#### Exercise objective
Your task is to reproduce exactly the lines from the line with "indicate the long" through the end of the records below.

[Records contained in a dataset]
-- begin --

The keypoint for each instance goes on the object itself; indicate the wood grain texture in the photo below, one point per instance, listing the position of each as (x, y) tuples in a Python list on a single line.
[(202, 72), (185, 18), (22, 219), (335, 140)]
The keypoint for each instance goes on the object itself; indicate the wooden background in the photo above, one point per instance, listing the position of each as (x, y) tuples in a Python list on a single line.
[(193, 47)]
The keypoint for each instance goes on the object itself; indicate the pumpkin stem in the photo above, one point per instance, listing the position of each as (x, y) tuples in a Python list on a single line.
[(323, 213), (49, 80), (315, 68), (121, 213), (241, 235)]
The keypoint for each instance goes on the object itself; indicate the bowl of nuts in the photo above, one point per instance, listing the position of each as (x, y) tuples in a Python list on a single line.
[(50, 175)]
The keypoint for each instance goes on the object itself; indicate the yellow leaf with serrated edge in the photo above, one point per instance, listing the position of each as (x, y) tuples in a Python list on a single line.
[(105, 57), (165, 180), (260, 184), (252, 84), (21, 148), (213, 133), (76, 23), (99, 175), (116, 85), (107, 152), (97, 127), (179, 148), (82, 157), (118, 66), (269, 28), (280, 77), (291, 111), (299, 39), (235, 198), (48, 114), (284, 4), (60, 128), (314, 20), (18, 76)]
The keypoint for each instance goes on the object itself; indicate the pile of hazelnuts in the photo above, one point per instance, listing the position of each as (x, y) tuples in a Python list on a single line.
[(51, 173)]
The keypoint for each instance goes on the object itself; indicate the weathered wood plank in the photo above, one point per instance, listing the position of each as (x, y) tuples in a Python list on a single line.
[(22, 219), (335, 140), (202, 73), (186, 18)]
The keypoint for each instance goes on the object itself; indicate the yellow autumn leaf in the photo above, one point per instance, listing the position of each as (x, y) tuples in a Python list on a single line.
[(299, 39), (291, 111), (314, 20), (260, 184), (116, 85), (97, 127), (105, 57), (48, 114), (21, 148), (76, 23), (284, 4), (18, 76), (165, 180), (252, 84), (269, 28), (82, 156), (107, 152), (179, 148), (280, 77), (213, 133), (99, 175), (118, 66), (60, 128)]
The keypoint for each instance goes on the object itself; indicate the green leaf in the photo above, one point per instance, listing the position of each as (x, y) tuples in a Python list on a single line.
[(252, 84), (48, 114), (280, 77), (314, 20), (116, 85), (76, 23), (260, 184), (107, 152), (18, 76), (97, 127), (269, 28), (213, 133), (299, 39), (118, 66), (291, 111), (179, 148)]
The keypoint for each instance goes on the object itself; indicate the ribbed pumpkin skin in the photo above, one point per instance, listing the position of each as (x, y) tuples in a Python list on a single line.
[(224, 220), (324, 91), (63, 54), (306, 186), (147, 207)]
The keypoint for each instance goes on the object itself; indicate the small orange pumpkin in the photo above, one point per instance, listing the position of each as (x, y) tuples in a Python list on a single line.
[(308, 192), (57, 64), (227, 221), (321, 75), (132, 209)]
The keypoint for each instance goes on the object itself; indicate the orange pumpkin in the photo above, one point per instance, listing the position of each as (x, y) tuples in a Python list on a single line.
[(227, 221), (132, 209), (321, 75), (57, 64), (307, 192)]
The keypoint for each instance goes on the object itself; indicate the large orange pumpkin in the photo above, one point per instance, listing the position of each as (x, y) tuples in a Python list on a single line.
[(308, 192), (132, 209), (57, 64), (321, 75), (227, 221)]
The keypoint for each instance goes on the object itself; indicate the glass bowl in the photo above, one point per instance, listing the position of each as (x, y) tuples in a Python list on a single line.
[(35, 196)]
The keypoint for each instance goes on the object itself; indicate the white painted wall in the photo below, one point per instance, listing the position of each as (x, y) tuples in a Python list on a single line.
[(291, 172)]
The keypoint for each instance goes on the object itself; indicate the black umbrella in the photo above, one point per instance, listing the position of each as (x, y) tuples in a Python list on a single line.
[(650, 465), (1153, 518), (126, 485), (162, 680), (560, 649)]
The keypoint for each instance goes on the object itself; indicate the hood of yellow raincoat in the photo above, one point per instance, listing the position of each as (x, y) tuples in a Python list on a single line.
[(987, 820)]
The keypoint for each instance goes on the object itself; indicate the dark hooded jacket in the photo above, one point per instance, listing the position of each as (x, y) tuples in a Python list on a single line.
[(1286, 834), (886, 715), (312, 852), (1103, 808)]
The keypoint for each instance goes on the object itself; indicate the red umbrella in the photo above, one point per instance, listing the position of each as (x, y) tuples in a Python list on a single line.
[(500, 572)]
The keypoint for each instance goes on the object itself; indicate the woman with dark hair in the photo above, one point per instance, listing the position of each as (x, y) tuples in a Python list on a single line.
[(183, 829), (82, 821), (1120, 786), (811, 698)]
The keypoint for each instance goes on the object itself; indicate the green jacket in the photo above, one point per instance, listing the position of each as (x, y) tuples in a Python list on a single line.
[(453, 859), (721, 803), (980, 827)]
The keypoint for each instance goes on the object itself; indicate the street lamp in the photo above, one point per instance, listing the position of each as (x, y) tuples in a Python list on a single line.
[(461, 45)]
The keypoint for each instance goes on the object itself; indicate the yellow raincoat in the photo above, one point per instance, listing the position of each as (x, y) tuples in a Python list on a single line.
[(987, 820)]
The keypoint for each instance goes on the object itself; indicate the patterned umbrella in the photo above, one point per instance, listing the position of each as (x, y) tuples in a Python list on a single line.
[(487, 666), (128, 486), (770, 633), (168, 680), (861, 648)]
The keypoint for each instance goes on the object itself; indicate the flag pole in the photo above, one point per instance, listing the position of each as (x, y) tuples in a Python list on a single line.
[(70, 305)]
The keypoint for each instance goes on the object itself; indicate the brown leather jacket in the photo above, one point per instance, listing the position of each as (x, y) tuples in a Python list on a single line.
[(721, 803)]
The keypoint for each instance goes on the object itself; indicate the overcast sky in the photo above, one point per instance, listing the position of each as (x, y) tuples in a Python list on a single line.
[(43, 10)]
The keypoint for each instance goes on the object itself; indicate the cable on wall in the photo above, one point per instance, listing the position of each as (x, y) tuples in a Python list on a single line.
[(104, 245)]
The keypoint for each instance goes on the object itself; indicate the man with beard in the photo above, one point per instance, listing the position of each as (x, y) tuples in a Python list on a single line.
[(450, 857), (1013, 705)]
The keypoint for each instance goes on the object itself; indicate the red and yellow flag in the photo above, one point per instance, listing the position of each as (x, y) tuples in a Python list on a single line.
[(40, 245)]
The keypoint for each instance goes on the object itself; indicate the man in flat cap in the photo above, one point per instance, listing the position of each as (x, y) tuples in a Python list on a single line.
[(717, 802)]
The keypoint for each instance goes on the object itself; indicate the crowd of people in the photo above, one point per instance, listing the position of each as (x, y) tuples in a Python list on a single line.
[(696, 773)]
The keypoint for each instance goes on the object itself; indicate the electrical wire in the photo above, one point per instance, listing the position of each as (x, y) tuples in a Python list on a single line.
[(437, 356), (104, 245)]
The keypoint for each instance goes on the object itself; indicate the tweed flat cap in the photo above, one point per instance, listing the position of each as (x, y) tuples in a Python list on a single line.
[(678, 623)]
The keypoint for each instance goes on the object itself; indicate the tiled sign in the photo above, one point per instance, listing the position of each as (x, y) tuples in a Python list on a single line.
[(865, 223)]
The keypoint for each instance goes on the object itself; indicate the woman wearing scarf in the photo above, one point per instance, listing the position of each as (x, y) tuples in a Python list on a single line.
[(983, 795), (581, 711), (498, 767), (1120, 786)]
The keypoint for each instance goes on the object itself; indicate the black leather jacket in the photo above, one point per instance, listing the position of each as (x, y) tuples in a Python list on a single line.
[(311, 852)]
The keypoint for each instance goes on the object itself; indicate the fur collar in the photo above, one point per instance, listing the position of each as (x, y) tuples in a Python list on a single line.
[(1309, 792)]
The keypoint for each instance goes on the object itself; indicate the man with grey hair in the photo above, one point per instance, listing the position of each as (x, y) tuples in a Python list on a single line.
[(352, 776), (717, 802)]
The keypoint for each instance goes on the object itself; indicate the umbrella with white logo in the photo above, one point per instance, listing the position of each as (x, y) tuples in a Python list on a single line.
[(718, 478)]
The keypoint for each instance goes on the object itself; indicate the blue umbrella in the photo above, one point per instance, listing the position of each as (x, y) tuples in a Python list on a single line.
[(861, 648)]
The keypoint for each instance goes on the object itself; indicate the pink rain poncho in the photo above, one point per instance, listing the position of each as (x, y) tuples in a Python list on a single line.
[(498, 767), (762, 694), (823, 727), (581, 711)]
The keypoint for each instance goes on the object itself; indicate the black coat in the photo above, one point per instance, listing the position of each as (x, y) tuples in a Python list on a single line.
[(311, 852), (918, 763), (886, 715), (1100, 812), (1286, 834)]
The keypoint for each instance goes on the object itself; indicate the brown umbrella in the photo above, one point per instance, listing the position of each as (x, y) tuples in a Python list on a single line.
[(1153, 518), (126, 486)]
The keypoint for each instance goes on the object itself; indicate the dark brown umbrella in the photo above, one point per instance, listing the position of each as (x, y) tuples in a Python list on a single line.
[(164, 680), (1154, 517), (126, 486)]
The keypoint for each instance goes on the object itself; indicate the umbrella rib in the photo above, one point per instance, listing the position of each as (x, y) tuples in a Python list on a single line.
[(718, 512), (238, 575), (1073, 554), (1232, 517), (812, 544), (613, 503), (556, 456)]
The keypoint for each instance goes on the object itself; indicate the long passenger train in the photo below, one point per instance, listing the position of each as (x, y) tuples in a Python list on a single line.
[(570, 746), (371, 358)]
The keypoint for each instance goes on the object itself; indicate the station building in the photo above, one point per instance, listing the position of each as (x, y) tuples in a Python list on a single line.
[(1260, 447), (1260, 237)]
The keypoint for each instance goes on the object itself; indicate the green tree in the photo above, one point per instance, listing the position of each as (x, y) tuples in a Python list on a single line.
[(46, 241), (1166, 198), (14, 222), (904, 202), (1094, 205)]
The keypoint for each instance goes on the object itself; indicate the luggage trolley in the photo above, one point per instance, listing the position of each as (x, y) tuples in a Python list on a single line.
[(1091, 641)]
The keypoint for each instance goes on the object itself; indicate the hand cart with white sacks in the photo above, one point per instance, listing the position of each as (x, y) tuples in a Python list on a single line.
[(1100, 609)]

-- end --

#### Task answer
The keypoint for each instance goes on the object itself; indicate the long passenger train in the photo below, one point per instance, listing the position of each as (x, y) tuples in a Python list on a single line.
[(570, 746), (371, 358)]
The keypoint for each instance goes on the object itself; indicate the station building in the photo above, one point per instance, listing the position of each as (x, y) tuples in a Python list on a single line.
[(1260, 447), (1260, 237)]
The keypoint for each instance goes on the object itself; indicate the green tree in the photo above, one point per instance, listing the position of each as (x, y) tuples in a Python list on a single line.
[(46, 241), (1166, 198), (14, 222), (904, 202), (1094, 205)]
The keypoint for each instance goes on the object itself; indicate the luggage trolley in the photo above, one point per instance, listing the position of each as (x, y) tuples in a Python list on a single line.
[(1091, 641)]
The keypoint for each instance goes on the object itself; indicate the hand cart with white sacks in the photo above, one point per instance, listing the position of each as (x, y) tuples in a Python list on a single line.
[(1100, 609)]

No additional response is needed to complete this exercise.